(Extracts from a box-labeled dataset)
____________

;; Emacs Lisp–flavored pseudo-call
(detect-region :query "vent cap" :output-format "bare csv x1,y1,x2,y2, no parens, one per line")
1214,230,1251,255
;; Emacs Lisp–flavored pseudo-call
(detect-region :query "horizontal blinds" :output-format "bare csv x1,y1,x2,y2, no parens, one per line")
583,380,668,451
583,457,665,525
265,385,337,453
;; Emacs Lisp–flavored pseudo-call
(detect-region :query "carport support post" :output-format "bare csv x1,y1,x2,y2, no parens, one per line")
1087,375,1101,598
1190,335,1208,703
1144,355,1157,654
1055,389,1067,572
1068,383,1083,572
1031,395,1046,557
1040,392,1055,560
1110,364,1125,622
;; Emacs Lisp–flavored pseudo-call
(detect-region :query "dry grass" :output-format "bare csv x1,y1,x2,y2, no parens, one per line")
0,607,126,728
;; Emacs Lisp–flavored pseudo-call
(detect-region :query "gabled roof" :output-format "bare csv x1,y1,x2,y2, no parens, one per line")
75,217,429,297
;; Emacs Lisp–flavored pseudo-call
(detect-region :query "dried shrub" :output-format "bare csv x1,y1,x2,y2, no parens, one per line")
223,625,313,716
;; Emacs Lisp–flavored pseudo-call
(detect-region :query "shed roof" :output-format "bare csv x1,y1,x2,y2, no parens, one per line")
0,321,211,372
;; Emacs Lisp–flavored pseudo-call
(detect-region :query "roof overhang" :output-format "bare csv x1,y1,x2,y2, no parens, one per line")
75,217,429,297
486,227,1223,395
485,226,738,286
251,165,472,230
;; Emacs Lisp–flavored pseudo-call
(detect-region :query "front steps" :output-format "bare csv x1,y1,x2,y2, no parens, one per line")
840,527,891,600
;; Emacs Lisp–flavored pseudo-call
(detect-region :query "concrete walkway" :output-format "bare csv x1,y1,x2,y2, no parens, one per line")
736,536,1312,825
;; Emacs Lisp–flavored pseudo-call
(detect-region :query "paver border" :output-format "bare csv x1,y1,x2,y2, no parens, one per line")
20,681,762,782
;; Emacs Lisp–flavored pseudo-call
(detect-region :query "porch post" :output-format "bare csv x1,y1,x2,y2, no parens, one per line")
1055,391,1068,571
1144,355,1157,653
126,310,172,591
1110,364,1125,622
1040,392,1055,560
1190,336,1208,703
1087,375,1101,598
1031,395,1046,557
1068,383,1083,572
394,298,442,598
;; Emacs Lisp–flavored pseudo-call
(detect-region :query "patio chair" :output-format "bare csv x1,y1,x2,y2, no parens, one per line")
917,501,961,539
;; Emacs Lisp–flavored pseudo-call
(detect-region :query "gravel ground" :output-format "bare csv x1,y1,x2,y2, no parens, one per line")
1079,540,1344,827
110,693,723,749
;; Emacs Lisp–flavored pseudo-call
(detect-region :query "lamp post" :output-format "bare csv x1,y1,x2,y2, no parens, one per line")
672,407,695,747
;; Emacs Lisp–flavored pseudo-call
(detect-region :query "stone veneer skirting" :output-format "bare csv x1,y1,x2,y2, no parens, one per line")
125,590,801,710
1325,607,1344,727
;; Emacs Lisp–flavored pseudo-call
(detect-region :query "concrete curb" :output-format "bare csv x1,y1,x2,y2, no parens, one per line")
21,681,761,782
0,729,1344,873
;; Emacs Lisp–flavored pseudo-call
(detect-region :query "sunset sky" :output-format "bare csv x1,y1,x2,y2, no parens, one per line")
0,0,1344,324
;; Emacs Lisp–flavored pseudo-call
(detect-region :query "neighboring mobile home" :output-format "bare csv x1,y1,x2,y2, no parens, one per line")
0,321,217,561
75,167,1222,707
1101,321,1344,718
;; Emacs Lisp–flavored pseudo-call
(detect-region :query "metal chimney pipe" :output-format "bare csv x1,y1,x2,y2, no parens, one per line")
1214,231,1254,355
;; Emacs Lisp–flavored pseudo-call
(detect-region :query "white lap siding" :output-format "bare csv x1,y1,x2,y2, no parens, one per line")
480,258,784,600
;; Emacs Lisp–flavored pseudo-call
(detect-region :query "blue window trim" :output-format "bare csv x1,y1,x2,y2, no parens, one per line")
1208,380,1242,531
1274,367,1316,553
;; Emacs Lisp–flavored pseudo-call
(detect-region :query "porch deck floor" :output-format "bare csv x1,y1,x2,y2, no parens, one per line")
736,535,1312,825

____________

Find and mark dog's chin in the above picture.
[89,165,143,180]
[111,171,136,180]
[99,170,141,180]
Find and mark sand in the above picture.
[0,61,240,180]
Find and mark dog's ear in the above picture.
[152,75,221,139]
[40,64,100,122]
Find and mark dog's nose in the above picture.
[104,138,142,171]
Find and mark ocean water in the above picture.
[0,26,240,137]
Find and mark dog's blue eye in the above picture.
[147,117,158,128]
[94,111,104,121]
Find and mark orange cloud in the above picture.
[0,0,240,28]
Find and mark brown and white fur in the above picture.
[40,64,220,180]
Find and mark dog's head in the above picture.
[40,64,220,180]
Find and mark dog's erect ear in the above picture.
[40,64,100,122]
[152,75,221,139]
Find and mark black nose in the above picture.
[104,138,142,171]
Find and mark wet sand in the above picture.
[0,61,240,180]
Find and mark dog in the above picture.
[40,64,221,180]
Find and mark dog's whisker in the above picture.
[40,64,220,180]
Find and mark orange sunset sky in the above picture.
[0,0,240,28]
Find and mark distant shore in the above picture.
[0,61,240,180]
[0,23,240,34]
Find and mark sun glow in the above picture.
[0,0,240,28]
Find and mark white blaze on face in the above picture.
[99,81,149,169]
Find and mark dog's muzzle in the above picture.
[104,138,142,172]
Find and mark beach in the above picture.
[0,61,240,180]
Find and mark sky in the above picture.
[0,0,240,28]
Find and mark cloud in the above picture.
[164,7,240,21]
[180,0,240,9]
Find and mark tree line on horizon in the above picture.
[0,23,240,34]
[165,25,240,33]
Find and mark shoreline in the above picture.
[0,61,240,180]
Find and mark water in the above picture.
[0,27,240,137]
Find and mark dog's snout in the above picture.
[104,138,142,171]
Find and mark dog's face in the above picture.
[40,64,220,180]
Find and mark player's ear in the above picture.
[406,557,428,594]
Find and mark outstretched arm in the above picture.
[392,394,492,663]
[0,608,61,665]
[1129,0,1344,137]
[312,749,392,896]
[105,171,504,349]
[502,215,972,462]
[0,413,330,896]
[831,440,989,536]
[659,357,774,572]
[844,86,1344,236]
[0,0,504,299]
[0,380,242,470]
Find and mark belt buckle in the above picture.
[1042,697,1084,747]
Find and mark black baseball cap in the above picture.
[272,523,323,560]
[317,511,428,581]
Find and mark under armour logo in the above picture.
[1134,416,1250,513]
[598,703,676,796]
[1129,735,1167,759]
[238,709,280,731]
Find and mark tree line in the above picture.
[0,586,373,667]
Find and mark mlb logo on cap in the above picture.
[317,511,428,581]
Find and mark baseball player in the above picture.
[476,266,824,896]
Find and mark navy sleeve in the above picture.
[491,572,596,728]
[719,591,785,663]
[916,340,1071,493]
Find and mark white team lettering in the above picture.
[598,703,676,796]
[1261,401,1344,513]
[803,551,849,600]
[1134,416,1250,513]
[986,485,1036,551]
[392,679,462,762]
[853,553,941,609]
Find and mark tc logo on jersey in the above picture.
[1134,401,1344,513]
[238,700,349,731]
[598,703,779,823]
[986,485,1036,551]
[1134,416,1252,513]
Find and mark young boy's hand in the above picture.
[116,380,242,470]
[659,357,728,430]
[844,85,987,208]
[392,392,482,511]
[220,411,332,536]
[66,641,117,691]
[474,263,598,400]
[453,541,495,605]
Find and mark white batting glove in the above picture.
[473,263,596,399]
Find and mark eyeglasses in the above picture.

____________

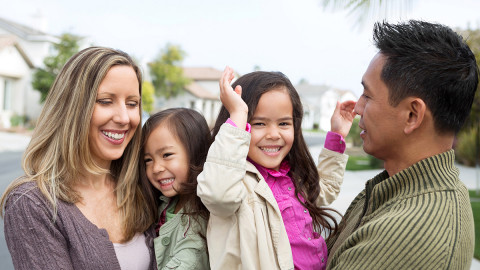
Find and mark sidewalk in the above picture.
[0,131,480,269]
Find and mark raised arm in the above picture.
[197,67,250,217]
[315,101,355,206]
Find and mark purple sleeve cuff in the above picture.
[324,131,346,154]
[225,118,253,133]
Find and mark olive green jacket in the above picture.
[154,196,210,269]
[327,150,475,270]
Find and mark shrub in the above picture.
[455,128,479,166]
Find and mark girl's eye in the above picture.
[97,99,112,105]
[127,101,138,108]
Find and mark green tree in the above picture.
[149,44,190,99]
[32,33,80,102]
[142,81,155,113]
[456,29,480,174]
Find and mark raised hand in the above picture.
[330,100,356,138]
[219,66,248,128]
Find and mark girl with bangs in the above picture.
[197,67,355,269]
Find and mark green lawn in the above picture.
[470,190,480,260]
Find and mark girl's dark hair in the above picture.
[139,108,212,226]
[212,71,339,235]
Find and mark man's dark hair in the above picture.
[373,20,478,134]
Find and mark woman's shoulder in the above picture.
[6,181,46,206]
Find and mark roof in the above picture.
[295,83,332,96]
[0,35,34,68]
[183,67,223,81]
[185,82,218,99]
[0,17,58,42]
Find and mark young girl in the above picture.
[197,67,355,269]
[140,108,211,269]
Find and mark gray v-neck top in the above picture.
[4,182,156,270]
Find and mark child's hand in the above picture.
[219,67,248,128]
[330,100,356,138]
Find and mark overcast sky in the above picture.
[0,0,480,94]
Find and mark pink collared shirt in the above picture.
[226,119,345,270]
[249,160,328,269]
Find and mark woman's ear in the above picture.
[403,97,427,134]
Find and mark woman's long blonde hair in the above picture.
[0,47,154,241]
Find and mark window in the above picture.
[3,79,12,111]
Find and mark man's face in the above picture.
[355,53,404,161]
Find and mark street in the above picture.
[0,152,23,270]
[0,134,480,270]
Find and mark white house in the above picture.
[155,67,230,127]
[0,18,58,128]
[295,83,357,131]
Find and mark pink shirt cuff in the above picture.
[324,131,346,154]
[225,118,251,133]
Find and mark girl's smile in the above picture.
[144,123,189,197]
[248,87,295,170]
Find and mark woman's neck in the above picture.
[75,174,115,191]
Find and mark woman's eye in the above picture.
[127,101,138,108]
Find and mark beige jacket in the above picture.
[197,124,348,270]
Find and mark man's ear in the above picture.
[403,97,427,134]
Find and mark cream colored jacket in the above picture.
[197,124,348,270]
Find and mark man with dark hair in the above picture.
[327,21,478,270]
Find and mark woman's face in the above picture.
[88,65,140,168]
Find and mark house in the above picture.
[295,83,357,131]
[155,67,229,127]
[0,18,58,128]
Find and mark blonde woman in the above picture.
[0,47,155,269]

____________

Scale the stretch of lines from "Find and mark water in the above picture." through "[406,557,428,594]" by writing all of them out again, requests included, with each box coordinate in the answers multiplied by 1.85 and rounded to a whole number, halves rounding up. Give only those lines.

Find and mark water in the above picture.
[0,50,444,253]
Find and mark dog's snout in the above picture.
[192,255,263,316]
Find and mark dog's face in the above picture.
[74,118,407,333]
Find and mark player's ear in the above picture.
[751,1030,792,1099]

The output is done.